--- AIM ---
Where the line containing "Mark the bathtub" appears, begin retyping; continue exactly through the final line of the data. Omit every picture.

==== DATASET EXCERPTS ====

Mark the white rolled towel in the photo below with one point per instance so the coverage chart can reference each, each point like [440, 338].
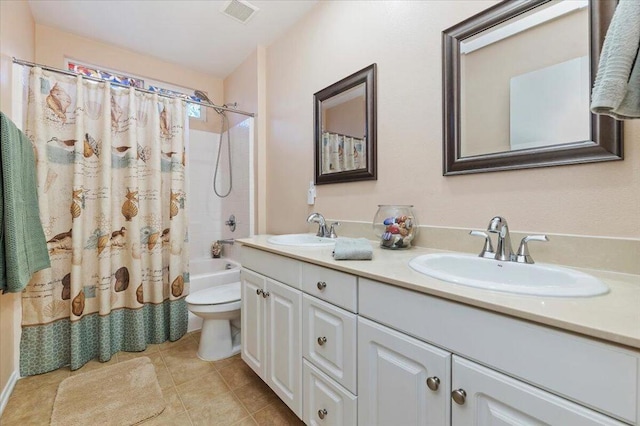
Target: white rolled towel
[616, 91]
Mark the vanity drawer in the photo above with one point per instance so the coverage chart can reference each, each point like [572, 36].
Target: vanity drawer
[335, 287]
[325, 401]
[329, 340]
[274, 266]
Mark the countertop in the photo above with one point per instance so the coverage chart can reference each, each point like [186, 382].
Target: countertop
[613, 317]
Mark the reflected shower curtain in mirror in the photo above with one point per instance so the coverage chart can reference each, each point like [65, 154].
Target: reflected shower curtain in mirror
[111, 189]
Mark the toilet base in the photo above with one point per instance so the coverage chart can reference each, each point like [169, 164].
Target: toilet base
[217, 340]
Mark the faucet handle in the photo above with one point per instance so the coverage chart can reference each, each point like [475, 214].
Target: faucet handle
[487, 250]
[523, 255]
[332, 232]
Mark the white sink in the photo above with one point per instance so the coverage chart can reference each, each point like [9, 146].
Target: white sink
[301, 240]
[510, 277]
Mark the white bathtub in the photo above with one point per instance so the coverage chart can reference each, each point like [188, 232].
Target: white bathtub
[207, 272]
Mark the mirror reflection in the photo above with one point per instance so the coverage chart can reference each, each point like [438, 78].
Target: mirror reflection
[525, 83]
[344, 129]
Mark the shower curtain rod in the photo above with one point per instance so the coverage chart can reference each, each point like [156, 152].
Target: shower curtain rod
[61, 71]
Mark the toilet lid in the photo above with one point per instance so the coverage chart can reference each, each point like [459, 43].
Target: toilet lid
[225, 293]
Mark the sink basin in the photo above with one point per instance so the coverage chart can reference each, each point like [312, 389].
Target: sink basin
[301, 240]
[510, 277]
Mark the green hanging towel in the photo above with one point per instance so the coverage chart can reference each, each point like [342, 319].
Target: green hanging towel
[23, 246]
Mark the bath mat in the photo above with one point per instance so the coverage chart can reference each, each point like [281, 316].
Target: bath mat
[126, 393]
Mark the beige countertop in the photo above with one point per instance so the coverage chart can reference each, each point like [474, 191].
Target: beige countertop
[613, 317]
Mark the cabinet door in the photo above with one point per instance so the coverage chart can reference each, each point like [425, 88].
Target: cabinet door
[325, 402]
[329, 340]
[284, 337]
[252, 321]
[395, 377]
[491, 398]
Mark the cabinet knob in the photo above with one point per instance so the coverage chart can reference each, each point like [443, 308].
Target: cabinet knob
[459, 396]
[433, 383]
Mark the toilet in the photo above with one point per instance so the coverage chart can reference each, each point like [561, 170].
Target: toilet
[219, 308]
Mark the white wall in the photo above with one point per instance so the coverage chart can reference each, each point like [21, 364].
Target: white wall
[337, 38]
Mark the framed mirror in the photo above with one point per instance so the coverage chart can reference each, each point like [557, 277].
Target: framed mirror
[345, 129]
[517, 79]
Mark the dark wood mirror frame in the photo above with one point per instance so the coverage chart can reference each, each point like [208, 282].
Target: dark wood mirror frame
[368, 77]
[606, 133]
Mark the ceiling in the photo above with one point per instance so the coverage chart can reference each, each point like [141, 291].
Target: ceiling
[193, 33]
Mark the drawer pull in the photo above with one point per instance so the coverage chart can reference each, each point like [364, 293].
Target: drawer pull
[433, 383]
[459, 396]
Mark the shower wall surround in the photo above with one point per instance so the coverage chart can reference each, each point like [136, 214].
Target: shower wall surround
[208, 212]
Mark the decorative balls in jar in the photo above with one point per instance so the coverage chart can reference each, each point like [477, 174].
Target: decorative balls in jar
[395, 226]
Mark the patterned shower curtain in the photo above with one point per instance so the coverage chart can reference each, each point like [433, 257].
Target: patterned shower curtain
[111, 186]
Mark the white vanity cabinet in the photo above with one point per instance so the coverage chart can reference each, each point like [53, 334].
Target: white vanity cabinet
[485, 397]
[401, 380]
[541, 369]
[341, 349]
[271, 341]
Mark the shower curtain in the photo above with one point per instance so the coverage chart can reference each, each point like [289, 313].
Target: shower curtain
[111, 189]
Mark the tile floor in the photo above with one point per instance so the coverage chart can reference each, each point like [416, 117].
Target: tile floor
[197, 392]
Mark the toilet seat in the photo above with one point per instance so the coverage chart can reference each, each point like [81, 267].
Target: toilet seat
[226, 293]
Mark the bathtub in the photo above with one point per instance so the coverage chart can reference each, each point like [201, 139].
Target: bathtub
[207, 272]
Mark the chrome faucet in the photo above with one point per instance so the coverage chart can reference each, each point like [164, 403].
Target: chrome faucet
[498, 225]
[504, 252]
[322, 226]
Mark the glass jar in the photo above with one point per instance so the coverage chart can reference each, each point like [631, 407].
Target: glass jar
[395, 226]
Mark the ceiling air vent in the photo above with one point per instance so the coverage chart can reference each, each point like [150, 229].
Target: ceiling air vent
[239, 10]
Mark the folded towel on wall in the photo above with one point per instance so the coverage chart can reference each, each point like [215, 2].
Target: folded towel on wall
[23, 247]
[352, 249]
[616, 91]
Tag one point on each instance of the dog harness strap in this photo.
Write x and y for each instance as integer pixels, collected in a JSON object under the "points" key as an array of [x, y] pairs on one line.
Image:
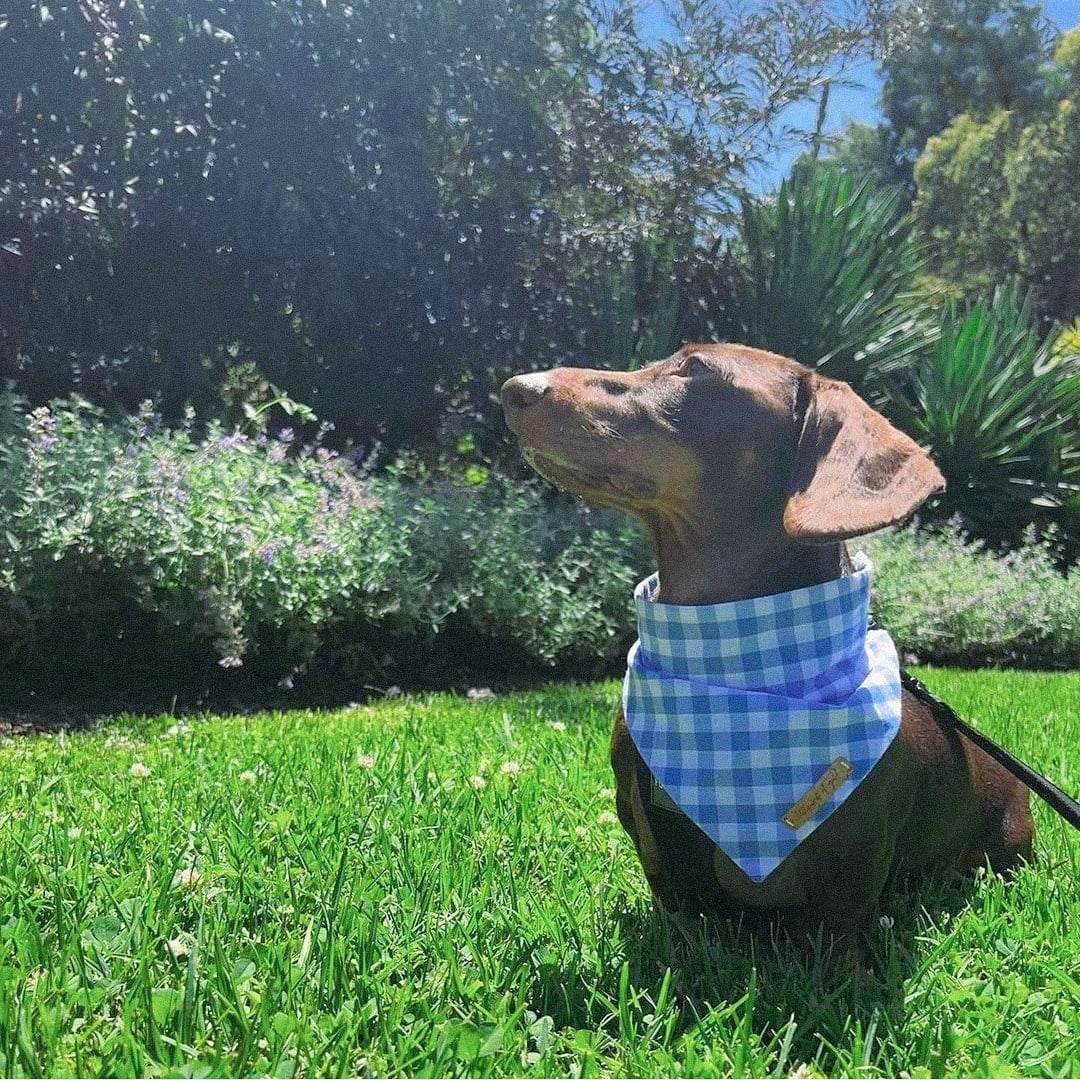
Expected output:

====

--- RIGHT ANSWER ---
Mark the bathtub in the photo above with one point per instance so the coverage chart can reference each, each point like [201, 139].
Target: bathtub
[207, 272]
Mark the chrome faucet in the photo above with one point per instance so the coverage chart can reference each, each point like [164, 403].
Target: chrome faucet
[498, 225]
[504, 252]
[322, 226]
Mark the glass jar in the photo above with one point per instance so the coverage chart can reference each, each point like [631, 407].
Target: glass jar
[395, 226]
Mark the ceiling air vent in the photo above with one point per instance so the coverage chart can reference each, each point like [150, 229].
Target: ceiling air vent
[239, 10]
Mark the folded towel on wall in the photo above with one point per instance so the coverage chart can reference each, each point like [215, 2].
Target: folded towel on wall
[23, 247]
[352, 249]
[616, 91]
Tag one point on each instance of the dog harness strap in this photo.
Write x and y for each instance as integer pixels, collected in a JSON object under the "points" key as an array of [x, y] pairs on one line.
Image:
Expected output:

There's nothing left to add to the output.